:: PROVIDED MATERIAL

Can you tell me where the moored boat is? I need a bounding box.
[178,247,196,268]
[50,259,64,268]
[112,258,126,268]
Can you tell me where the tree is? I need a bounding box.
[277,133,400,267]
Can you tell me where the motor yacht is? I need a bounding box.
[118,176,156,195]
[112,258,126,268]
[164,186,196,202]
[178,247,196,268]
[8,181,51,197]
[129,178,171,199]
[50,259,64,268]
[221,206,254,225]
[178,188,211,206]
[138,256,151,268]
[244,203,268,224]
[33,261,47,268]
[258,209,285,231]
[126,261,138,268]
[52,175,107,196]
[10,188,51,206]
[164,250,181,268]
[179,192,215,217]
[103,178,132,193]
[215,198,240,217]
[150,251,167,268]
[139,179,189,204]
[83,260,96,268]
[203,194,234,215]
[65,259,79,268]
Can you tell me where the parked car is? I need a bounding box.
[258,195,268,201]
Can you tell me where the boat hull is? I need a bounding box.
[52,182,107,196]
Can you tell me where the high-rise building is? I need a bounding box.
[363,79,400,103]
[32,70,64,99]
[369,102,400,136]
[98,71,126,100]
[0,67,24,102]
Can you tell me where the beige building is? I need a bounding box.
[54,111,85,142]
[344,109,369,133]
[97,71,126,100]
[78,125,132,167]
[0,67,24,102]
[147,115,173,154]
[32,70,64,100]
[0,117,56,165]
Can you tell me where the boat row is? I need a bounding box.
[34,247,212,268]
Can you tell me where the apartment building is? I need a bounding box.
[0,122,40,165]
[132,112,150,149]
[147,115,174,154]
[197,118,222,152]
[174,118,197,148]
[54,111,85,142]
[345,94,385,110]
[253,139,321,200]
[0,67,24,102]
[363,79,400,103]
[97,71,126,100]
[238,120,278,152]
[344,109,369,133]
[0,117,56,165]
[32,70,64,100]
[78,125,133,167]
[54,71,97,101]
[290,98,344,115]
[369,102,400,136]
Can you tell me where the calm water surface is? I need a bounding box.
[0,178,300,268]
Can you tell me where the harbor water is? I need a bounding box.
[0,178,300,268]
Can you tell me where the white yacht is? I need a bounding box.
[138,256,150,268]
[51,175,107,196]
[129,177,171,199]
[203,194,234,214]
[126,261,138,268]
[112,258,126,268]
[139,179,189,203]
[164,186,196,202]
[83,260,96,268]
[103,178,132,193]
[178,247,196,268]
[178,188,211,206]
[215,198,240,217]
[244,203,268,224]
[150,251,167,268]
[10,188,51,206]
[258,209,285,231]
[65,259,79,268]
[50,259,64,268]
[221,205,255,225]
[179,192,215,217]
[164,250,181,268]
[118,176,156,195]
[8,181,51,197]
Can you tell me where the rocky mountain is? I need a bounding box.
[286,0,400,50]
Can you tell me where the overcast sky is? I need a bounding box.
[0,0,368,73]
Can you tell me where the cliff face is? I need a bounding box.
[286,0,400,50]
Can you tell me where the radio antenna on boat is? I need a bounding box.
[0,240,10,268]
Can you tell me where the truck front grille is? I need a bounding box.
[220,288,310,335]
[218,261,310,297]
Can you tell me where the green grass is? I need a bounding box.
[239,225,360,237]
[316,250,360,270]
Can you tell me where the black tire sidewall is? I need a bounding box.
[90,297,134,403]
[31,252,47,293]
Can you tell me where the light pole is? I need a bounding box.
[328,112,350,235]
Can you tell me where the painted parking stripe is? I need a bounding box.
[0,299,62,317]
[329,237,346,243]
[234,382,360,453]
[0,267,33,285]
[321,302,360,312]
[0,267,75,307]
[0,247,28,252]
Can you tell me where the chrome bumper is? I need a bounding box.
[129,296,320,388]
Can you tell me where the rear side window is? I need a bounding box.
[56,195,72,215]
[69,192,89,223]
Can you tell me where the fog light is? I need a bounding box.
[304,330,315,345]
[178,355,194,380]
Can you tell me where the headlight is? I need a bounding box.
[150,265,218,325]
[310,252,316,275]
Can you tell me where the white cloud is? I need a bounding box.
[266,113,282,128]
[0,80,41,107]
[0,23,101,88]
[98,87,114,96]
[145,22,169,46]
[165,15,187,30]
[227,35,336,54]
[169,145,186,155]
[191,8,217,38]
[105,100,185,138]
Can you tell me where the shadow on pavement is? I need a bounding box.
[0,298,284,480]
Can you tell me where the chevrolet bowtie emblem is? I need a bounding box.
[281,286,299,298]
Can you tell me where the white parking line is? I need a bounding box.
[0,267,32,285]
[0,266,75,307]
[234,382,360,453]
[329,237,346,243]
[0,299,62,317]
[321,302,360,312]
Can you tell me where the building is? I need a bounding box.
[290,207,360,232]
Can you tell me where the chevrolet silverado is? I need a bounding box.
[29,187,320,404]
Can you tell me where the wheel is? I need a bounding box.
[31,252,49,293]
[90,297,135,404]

::::
:: PROVIDED MATERIAL

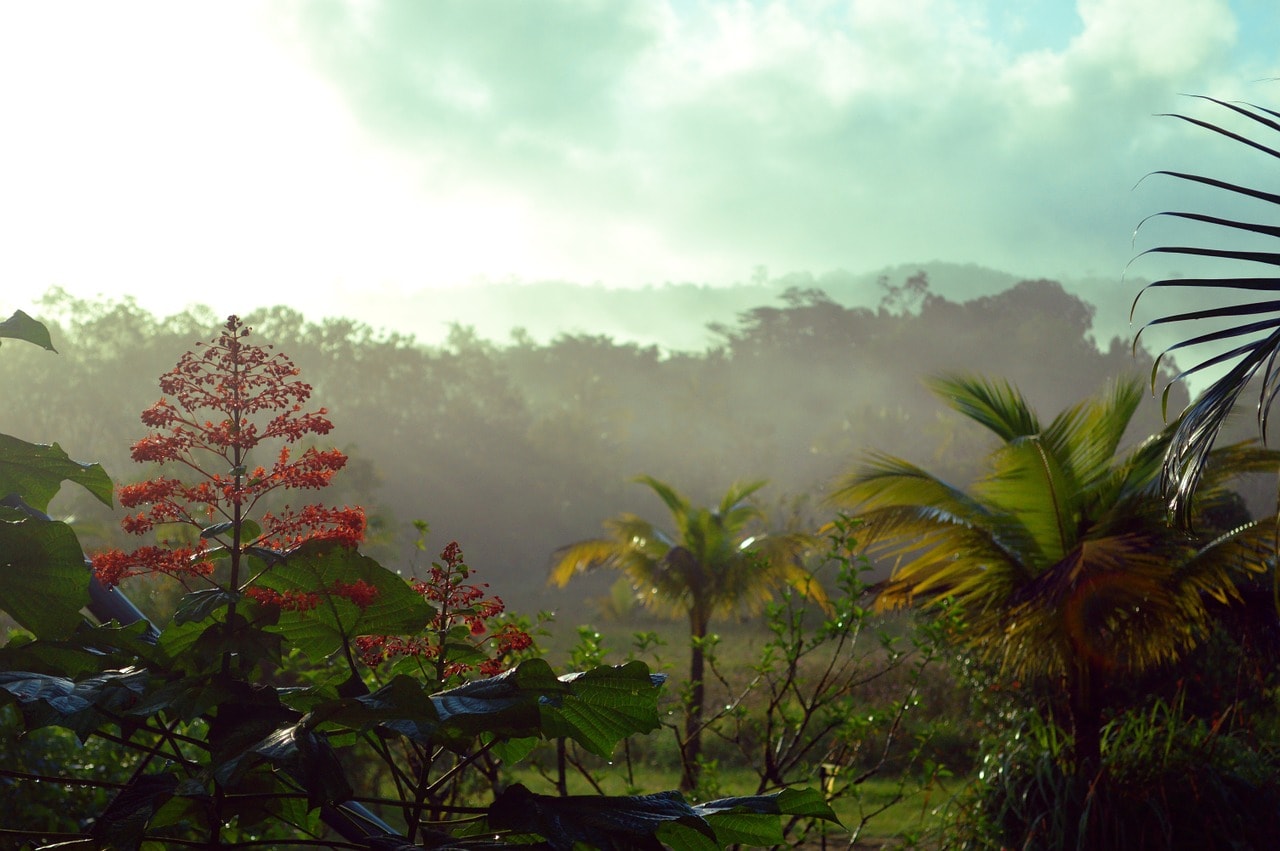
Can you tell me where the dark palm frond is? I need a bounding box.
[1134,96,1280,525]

::::
:: PROVIDED MATERIAL

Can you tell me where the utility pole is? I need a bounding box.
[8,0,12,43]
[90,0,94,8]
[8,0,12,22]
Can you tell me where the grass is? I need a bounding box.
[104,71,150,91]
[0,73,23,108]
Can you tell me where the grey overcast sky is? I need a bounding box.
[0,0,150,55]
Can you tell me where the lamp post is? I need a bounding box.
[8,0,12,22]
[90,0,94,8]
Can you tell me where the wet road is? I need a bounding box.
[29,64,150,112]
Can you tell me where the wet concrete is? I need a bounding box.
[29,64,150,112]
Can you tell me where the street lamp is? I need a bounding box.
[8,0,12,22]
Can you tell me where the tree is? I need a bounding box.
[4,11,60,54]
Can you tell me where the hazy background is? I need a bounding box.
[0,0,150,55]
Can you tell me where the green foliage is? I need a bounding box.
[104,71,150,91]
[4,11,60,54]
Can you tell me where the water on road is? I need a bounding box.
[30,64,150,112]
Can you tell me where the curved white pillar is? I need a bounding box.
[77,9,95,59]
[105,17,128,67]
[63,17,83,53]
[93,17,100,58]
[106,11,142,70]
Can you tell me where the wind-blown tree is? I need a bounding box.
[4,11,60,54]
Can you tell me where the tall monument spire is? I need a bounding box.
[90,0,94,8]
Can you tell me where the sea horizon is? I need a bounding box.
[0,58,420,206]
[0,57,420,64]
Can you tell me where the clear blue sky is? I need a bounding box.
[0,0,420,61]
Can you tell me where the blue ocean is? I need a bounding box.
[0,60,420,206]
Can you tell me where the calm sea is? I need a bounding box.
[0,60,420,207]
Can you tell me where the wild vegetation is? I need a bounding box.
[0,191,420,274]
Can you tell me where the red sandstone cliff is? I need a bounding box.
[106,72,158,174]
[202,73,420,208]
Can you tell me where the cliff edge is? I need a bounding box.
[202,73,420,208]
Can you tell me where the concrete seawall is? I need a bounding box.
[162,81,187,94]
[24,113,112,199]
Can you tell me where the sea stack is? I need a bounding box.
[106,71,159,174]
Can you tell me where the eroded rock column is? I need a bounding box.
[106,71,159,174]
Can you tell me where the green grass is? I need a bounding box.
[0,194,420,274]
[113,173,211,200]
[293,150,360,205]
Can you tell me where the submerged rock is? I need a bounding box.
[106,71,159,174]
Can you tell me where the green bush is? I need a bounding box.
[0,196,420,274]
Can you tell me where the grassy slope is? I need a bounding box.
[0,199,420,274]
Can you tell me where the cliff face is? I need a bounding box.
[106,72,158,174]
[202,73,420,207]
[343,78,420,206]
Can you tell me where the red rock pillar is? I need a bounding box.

::::

:: WHAT YOU NEED TO DO ::
How many lines in the records above contain the word "concrete"? Give only the number.

:: PROBLEM SOLUTION ::
2